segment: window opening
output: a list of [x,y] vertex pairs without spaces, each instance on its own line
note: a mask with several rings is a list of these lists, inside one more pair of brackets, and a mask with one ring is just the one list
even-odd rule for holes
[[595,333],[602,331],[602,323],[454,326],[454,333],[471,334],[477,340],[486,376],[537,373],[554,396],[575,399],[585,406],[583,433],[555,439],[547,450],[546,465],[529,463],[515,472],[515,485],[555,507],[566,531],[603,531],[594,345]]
_ _ _ _
## Aim
Copy the records above again line for line, with no changes.

## Final answer
segment: window opening
output: a list of [x,y] vertex pairs without spaces, each instance on its own line
note: a mask with several rings is a list of these lists, inside one more pair of brackets, and a mask with one ring is just the one list
even-odd rule for holes
[[595,333],[602,331],[602,323],[454,326],[454,333],[471,334],[477,340],[486,376],[537,373],[554,396],[575,399],[585,406],[583,433],[555,439],[547,450],[546,465],[529,463],[515,472],[515,485],[555,507],[566,531],[603,531],[594,345]]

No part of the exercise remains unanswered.